** Start DATASET ROWS **

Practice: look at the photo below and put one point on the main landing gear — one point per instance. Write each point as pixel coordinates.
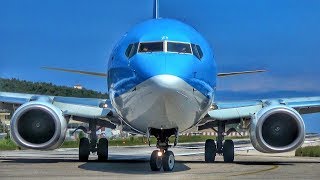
(163, 158)
(93, 145)
(226, 149)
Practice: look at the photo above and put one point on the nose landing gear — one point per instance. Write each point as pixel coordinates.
(93, 145)
(163, 157)
(225, 148)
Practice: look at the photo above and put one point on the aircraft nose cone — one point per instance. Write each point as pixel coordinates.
(167, 81)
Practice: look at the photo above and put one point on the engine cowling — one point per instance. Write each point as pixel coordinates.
(38, 125)
(277, 128)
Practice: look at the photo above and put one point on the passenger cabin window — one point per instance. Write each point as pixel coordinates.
(178, 47)
(151, 47)
(197, 51)
(132, 50)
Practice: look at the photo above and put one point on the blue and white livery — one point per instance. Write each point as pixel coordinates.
(161, 80)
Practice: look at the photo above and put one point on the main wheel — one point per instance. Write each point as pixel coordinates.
(168, 161)
(84, 149)
(102, 149)
(228, 151)
(155, 161)
(210, 151)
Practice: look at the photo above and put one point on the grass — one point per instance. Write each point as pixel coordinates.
(309, 151)
(8, 144)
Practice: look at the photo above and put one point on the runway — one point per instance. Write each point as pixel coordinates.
(133, 163)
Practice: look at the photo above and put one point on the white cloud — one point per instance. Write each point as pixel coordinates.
(263, 83)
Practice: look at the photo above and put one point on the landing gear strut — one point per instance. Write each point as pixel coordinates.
(163, 157)
(226, 149)
(93, 145)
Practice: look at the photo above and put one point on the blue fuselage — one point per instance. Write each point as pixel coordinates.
(161, 88)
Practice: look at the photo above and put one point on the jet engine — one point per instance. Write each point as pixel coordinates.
(277, 128)
(38, 125)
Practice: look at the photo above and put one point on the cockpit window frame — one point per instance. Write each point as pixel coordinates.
(192, 46)
(145, 42)
(178, 42)
(131, 50)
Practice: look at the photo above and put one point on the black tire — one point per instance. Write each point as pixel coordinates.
(84, 149)
(168, 161)
(228, 151)
(155, 161)
(102, 149)
(210, 151)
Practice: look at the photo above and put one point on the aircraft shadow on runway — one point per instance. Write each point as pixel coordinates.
(141, 166)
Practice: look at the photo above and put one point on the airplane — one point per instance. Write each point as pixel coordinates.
(161, 80)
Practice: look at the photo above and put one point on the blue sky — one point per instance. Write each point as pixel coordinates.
(280, 36)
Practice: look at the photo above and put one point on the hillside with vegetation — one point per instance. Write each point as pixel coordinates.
(22, 86)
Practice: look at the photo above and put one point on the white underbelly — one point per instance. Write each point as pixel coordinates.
(163, 101)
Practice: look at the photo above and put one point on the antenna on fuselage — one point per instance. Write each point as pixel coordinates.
(156, 9)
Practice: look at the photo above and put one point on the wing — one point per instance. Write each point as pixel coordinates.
(79, 109)
(237, 111)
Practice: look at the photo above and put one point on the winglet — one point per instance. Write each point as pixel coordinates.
(239, 73)
(156, 9)
(77, 71)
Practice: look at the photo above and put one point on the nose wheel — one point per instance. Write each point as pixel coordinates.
(156, 160)
(221, 147)
(87, 146)
(84, 149)
(159, 159)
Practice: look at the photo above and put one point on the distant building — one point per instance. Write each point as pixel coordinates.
(77, 86)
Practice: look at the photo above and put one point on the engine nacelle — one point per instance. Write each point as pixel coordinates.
(38, 125)
(277, 128)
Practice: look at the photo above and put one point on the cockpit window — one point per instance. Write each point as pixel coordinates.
(197, 51)
(132, 50)
(129, 50)
(178, 47)
(151, 47)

** End DATASET ROWS **

• **WHAT YOU NEED TO DO**: Restate each line of the records exactly; pictures do not belong in the copy.

• **ANSWER TO THE EXERCISE**:
Practice: look at the photo below and put one point on the main landing gear — one point per instance. Write each point as pixel coordinates.
(163, 158)
(93, 145)
(226, 149)
Practice: look at the photo above and put one point on the nose landing gear — one point per instance. Write each point as pixel coordinates.
(93, 145)
(163, 157)
(225, 148)
Practice: look at the photo above and put one point on the aircraft nose cone — one point per instance. Write each point as pixel coordinates.
(167, 81)
Practice: look at the photo above and put one point on the engine cowling — one point per instance. Write each point as pixel coordinates.
(38, 125)
(277, 128)
Practice: look at the photo above and put one point on the passenger cabin window — one point per instance. Write each point as pixel coordinates.
(178, 47)
(151, 47)
(197, 51)
(132, 50)
Practice: look at the photo above and put one point on the blue and white livery — one point per instance. Write each point as pixel coordinates.
(161, 80)
Practice: look at the photo above and put one point on the main wheel — one point per instance. Write each point as pixel coordinates.
(168, 161)
(84, 149)
(102, 149)
(228, 151)
(155, 161)
(210, 151)
Practice: look at the photo above and put one point on the grass — one point per instance. Write each point as pixel coordinates.
(309, 151)
(8, 144)
Practice: look at the photo above and put one point on the runway — one point per instance. Write each point as pixel coordinates.
(133, 163)
Practice: look at the photo above and put one point on the white cloud — one point per instance. Write each point as pixel coordinates.
(263, 83)
Practice: look at the photo above and put one point on the landing gear strut — one point per instance. Write each point as pixel coordinates.
(163, 157)
(226, 149)
(93, 145)
Practice: look at the photo above and put one point on the blue fuselage — one point per instance. Write each point as pixel coordinates.
(161, 88)
Practice: look at the photo above and put one point on the jet engine — one point per instance. Write each point as pixel coordinates.
(277, 128)
(38, 125)
Practice: look at the photo above and put one point on the cockpit window frame — one point per instance. Write each point as pixel coordinates.
(192, 46)
(145, 42)
(178, 42)
(131, 50)
Practice: look at the photo above and put one point on the black tire — one point per instance. Write each point as pixel coordinates.
(84, 149)
(168, 161)
(228, 151)
(155, 161)
(102, 149)
(210, 151)
Practice: look at the photo above and put one point on the aircraft shadow on runway — one point per instance. Write each point as pixel coordinates.
(141, 166)
Practice: look at the photo above and put one point on the airplane — one point per instance. Write each point as pixel coordinates.
(161, 80)
Practice: look at the photo above and put one point on the blue sky — one point per instance. Write each point as pixel coordinates.
(280, 36)
Practice: look at the photo above and put one point on the hillside with vegetation — one point per instance. Write each point as pixel coordinates.
(22, 86)
Practice: look at the photo above and put one point on the white underbelly — one point per instance. Write each point as pixel coordinates.
(163, 101)
Practice: look at the photo above and put one point on the antenna on fuselage — one point per instance. Write each point as pixel coordinates.
(156, 9)
Practice: look at the photo above and put one point on the wing — one point per instance. Write each point as pixel coordinates.
(79, 109)
(237, 111)
Practice: look at the photo above and put one point on the winglet — one point per instance. Write each point as pixel coordinates.
(239, 73)
(156, 9)
(77, 71)
Practice: look at the photo above and put one point on the nose wheel — one point per instance. Write each point as pixel coordinates.
(156, 160)
(221, 147)
(87, 146)
(84, 149)
(159, 159)
Practice: look at the photo above and put one point on the distant building — one point per instance. Write each point as pixel coordinates.
(77, 86)
Practice: look at the photo above and put one point on the engine nacelle — one point per instance. Write each point as pixel coordinates.
(38, 125)
(277, 128)
Practice: look at the photo above and put one point on the cockpit window — one point per instance. Write each point as pixel coordinates.
(197, 51)
(132, 50)
(129, 50)
(178, 47)
(151, 47)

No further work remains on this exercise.